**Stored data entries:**

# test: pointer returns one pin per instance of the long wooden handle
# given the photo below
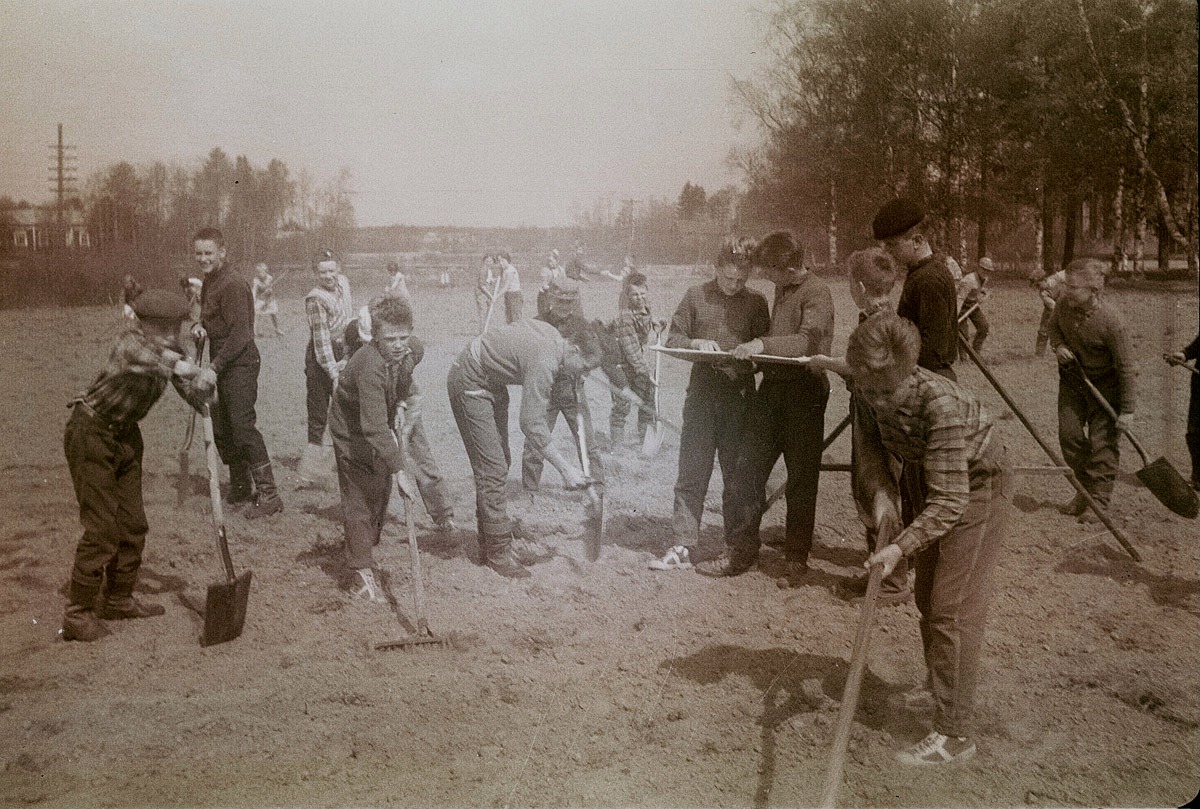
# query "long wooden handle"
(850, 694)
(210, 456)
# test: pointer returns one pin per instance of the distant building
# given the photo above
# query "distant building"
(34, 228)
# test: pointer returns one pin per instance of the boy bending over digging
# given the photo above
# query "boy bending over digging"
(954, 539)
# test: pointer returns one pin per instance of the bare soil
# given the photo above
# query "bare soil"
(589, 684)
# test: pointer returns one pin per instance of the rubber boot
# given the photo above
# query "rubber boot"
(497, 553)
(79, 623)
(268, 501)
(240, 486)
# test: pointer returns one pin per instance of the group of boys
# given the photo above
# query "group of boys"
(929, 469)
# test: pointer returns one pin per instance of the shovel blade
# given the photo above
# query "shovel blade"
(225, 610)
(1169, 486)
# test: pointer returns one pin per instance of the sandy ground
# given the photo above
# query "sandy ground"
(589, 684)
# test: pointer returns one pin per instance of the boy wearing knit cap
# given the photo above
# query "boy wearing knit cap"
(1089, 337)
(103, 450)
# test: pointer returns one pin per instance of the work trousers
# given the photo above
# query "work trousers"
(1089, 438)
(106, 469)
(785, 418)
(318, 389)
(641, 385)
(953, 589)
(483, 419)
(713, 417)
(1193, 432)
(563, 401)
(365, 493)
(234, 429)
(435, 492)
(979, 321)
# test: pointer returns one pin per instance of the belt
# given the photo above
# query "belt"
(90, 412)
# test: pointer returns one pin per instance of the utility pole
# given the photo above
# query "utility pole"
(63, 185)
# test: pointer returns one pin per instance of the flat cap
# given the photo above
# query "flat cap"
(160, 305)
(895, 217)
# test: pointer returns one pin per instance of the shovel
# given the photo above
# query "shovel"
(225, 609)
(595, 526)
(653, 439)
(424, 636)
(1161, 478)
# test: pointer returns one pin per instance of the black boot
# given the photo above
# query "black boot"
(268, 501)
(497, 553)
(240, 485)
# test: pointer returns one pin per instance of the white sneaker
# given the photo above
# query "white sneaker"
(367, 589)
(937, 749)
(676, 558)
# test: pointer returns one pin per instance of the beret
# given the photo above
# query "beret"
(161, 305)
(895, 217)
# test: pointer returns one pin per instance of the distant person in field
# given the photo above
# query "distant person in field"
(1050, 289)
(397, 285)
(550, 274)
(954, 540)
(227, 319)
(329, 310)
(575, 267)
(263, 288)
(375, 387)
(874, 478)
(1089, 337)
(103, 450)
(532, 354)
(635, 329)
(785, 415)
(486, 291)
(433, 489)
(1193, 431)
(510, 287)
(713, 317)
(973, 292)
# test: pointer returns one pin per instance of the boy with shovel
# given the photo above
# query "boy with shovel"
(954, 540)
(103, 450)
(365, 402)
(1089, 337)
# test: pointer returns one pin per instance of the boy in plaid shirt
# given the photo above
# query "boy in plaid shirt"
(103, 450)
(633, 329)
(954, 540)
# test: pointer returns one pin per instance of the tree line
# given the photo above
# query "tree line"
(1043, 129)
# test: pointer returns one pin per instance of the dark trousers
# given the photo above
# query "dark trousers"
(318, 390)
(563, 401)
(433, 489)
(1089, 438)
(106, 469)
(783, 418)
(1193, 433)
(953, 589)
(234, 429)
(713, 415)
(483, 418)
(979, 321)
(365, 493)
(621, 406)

* * *

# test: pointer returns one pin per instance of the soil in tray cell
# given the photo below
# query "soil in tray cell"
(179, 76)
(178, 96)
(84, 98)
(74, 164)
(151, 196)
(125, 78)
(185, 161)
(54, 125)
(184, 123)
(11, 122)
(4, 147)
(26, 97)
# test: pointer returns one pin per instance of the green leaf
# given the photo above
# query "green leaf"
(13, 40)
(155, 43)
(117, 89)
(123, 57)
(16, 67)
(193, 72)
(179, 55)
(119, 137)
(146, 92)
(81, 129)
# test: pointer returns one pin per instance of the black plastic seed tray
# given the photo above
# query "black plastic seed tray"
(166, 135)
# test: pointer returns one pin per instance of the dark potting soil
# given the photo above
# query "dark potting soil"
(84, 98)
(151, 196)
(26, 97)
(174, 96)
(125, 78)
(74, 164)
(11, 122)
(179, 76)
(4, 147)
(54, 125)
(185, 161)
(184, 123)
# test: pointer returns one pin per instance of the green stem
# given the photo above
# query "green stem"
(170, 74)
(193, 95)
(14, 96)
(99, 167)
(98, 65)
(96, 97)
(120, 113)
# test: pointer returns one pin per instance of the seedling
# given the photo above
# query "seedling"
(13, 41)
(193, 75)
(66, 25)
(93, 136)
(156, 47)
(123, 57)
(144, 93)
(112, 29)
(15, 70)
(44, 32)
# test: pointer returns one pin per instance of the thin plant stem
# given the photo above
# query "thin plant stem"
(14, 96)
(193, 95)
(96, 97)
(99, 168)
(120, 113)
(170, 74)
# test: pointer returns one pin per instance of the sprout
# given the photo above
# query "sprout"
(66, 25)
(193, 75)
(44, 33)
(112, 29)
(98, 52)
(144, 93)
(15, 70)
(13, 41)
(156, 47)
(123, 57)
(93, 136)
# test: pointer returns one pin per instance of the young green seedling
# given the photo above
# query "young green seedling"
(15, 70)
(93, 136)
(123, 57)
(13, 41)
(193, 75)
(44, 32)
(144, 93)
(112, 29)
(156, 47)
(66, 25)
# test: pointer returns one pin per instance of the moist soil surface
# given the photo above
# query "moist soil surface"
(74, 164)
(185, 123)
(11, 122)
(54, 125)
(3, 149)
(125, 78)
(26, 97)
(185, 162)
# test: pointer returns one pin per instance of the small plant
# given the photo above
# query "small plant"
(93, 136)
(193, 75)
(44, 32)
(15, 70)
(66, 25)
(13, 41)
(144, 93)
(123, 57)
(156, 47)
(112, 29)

**Aim of the exercise:** Extract every line of the entries above that contains the string "cell", and copy each one in full.

**Exercise output:**
# test: pointer returns one pin per instance of the soil in tray cell
# query "soil in tray cell"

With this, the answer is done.